▸ **Activity**
Exclude images; transcribe the rest of the data exactly.

(Stored items)
---*---
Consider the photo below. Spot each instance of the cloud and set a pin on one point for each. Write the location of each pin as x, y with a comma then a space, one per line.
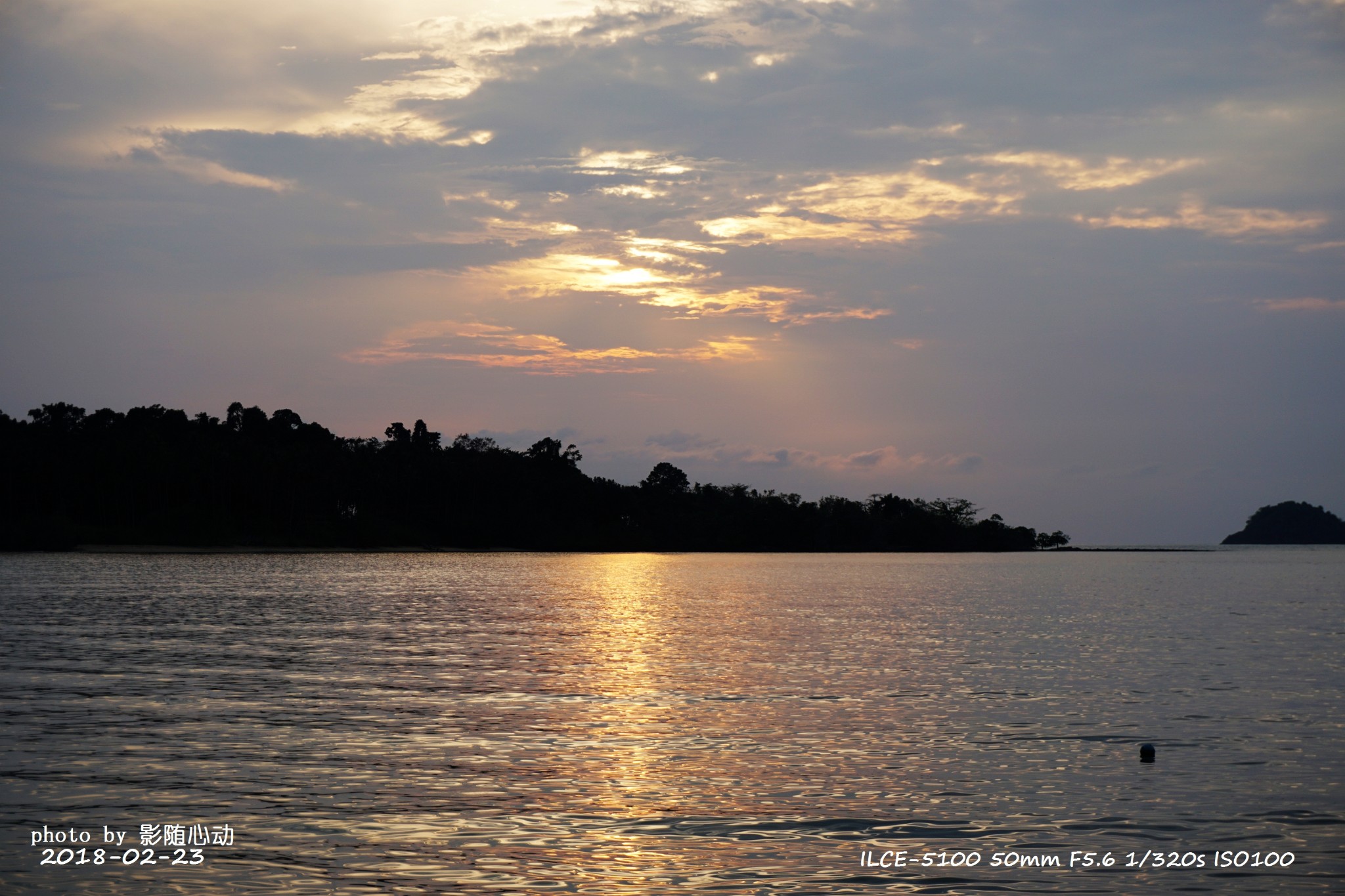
503, 347
862, 209
1308, 304
1071, 172
662, 273
1216, 221
204, 171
---*---
▸ **Written answer**
Consider the photo below. Spot each instance of the cloud and set a pin on one point for each. Write the location of each pin as x, y with a comma then a space, one per line.
503, 347
862, 209
1308, 304
1071, 172
662, 273
1216, 221
204, 171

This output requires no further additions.